Exercise brief: If the records below hold pictures, omit them, and print exactly the lines from the first line through the line containing "bbox: pile of green beans", inclusive.

Entries supplied:

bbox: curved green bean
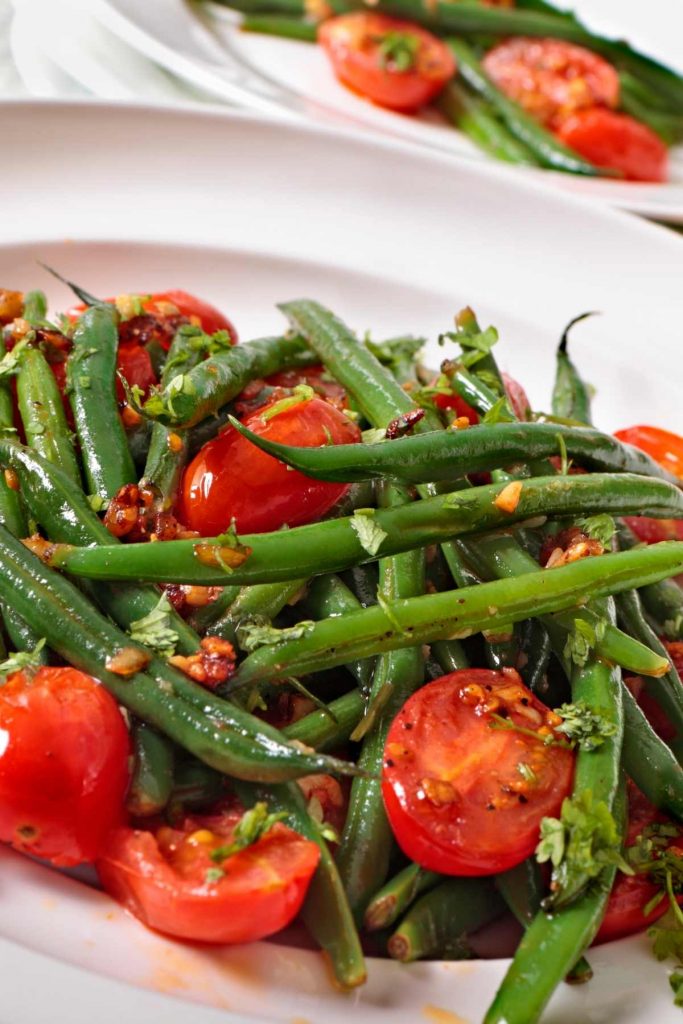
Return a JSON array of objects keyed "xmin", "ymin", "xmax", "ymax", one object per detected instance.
[{"xmin": 16, "ymin": 347, "xmax": 81, "ymax": 485}]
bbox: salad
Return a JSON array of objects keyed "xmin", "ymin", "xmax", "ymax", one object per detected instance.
[
  {"xmin": 209, "ymin": 0, "xmax": 683, "ymax": 183},
  {"xmin": 0, "ymin": 282, "xmax": 682, "ymax": 1022}
]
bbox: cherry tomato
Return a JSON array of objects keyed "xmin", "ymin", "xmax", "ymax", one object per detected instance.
[
  {"xmin": 265, "ymin": 366, "xmax": 348, "ymax": 409},
  {"xmin": 97, "ymin": 807, "xmax": 319, "ymax": 944},
  {"xmin": 482, "ymin": 37, "xmax": 619, "ymax": 128},
  {"xmin": 556, "ymin": 109, "xmax": 668, "ymax": 183},
  {"xmin": 67, "ymin": 290, "xmax": 238, "ymax": 347},
  {"xmin": 115, "ymin": 343, "xmax": 157, "ymax": 403},
  {"xmin": 0, "ymin": 667, "xmax": 130, "ymax": 867},
  {"xmin": 616, "ymin": 425, "xmax": 683, "ymax": 543},
  {"xmin": 595, "ymin": 783, "xmax": 680, "ymax": 943},
  {"xmin": 433, "ymin": 391, "xmax": 480, "ymax": 423},
  {"xmin": 297, "ymin": 774, "xmax": 347, "ymax": 837},
  {"xmin": 179, "ymin": 394, "xmax": 361, "ymax": 536},
  {"xmin": 319, "ymin": 13, "xmax": 456, "ymax": 113},
  {"xmin": 382, "ymin": 669, "xmax": 575, "ymax": 875}
]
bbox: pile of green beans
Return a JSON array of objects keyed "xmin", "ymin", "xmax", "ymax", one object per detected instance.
[{"xmin": 2, "ymin": 286, "xmax": 682, "ymax": 1017}]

Response to this task:
bbox: curved green bean
Return a JSON array of objects keyed "xmin", "ymin", "xmax", "ymax", one object per detected instance.
[{"xmin": 16, "ymin": 347, "xmax": 81, "ymax": 485}]
bbox: salad
Return a JSON array of objects keyed "xmin", "ymin", "xmax", "ymax", one object per detected instance.
[
  {"xmin": 209, "ymin": 0, "xmax": 683, "ymax": 183},
  {"xmin": 0, "ymin": 282, "xmax": 682, "ymax": 1022}
]
bbox: cherry tomato
Return a JSON array of objects keyed "xmin", "ymin", "xmax", "ymax", one object per detected instance.
[
  {"xmin": 265, "ymin": 366, "xmax": 348, "ymax": 409},
  {"xmin": 97, "ymin": 807, "xmax": 319, "ymax": 944},
  {"xmin": 482, "ymin": 37, "xmax": 619, "ymax": 128},
  {"xmin": 556, "ymin": 109, "xmax": 668, "ymax": 183},
  {"xmin": 67, "ymin": 290, "xmax": 238, "ymax": 347},
  {"xmin": 115, "ymin": 343, "xmax": 157, "ymax": 403},
  {"xmin": 0, "ymin": 667, "xmax": 130, "ymax": 867},
  {"xmin": 616, "ymin": 425, "xmax": 683, "ymax": 543},
  {"xmin": 595, "ymin": 783, "xmax": 680, "ymax": 943},
  {"xmin": 433, "ymin": 391, "xmax": 480, "ymax": 423},
  {"xmin": 297, "ymin": 774, "xmax": 347, "ymax": 837},
  {"xmin": 179, "ymin": 394, "xmax": 361, "ymax": 536},
  {"xmin": 319, "ymin": 13, "xmax": 456, "ymax": 113},
  {"xmin": 382, "ymin": 669, "xmax": 575, "ymax": 875}
]
bbox: pile of green beans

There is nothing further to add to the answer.